→ WHAT IS NEEDED: Only the run of lines from the one containing "the brick column" through the last line should be returned, exactly as written.

→ GIVEN RECORDS:
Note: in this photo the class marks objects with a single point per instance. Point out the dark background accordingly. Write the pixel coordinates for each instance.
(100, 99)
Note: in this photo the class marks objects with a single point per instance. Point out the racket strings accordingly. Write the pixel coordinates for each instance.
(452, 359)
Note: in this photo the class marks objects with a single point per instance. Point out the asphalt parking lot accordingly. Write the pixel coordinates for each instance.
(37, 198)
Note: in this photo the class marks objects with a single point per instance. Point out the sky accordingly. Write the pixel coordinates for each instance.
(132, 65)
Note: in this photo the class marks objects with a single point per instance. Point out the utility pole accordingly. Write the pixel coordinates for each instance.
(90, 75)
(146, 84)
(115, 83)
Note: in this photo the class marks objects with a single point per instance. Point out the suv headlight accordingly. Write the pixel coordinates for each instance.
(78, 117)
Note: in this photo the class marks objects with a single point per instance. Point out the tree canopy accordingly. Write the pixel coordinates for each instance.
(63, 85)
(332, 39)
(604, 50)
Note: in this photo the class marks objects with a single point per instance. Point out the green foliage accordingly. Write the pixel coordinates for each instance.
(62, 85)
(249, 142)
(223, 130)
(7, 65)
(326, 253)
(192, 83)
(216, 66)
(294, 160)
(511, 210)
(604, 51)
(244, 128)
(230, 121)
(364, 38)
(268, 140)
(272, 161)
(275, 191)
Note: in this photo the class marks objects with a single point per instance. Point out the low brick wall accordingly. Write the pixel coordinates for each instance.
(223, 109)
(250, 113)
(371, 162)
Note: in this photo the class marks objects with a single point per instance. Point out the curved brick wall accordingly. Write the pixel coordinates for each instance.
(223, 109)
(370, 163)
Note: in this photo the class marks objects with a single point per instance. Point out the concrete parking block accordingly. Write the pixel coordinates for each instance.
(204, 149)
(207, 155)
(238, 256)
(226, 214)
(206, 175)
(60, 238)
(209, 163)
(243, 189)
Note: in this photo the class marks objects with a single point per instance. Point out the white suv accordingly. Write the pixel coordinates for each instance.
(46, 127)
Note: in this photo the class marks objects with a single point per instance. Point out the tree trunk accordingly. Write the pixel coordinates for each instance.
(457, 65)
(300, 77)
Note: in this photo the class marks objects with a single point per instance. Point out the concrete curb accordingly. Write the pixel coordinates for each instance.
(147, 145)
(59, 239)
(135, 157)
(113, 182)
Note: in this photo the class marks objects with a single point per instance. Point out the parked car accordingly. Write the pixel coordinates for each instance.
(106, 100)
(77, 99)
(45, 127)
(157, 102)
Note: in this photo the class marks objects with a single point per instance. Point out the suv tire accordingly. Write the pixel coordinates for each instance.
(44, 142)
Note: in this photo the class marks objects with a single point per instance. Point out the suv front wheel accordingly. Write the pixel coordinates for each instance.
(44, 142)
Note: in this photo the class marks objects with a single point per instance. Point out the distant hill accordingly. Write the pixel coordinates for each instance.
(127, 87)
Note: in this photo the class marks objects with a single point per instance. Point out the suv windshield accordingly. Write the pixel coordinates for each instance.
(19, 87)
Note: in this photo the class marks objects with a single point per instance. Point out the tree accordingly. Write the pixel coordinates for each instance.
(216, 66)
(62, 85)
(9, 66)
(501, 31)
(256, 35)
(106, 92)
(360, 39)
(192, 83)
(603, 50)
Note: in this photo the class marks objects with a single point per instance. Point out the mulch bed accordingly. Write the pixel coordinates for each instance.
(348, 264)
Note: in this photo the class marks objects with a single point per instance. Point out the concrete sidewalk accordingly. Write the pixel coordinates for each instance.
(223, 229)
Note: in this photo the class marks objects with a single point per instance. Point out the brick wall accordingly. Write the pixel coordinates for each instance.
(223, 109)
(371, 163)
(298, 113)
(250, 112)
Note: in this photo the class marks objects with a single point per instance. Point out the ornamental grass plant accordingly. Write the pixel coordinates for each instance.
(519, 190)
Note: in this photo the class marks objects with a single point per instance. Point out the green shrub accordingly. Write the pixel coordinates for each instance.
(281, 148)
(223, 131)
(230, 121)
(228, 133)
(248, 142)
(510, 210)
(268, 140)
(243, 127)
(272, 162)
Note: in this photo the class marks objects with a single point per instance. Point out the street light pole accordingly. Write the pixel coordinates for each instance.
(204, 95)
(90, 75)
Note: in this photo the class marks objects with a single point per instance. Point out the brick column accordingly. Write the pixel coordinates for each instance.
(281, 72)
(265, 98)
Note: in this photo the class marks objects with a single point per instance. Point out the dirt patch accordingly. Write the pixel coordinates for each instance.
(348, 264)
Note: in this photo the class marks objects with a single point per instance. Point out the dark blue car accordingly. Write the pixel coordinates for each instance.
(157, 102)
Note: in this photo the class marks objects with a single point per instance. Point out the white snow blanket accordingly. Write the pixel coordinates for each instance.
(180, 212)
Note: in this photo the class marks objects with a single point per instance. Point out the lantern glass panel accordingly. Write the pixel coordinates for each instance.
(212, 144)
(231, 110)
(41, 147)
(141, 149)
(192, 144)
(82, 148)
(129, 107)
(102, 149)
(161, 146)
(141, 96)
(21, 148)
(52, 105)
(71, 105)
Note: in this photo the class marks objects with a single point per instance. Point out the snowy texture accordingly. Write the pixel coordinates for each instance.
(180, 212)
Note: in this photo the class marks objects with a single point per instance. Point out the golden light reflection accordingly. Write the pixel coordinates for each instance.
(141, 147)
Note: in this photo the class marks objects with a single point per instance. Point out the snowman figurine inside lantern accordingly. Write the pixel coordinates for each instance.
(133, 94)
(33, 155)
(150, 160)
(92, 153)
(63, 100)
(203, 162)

→ WRITTEN ANSWER:
Note: in this photo the class marks objects with a single point per instance. Point out the brick column accordingly. Write the pixel coordinates for each instance.
(281, 72)
(265, 98)
Note: in this photo the class marks objects with a single point per instance. Point out the dirt patch accordingly. Write the pixel coordinates for each instance.
(348, 264)
Note: in this photo the class marks objects with a single point per instance. Point out the dark blue car accordingly. Write the pixel coordinates for each instance.
(157, 102)
Note: in this photo the class marks objects with a single point per instance. Point out the white snow blanket accordingly. Write the pixel coordinates for each instance.
(180, 212)
Note: in this photo the class marks objects with a single point per instance. Point out the lantern glass panel accordingly. Write the pixel coordinates for each instance.
(212, 144)
(231, 110)
(41, 147)
(141, 149)
(192, 144)
(82, 148)
(129, 107)
(102, 149)
(161, 146)
(141, 96)
(21, 148)
(52, 105)
(71, 105)
Note: in this photo the class marks objects with a single point per instance. Point out the snowy texture accordingly. Write the pixel coordinates for each instance.
(180, 212)
Note: in this photo the class marks objects with a single point per instance. Point out the golden light reflection accordingly. Write the pixel coordinates for each instance.
(141, 147)
Note: in this photo the class marks objects with a single point per instance. Point out the snowman figurine inside lantern accordingly. Write the pixel coordinates for each instance.
(133, 94)
(33, 155)
(150, 160)
(92, 153)
(63, 100)
(203, 162)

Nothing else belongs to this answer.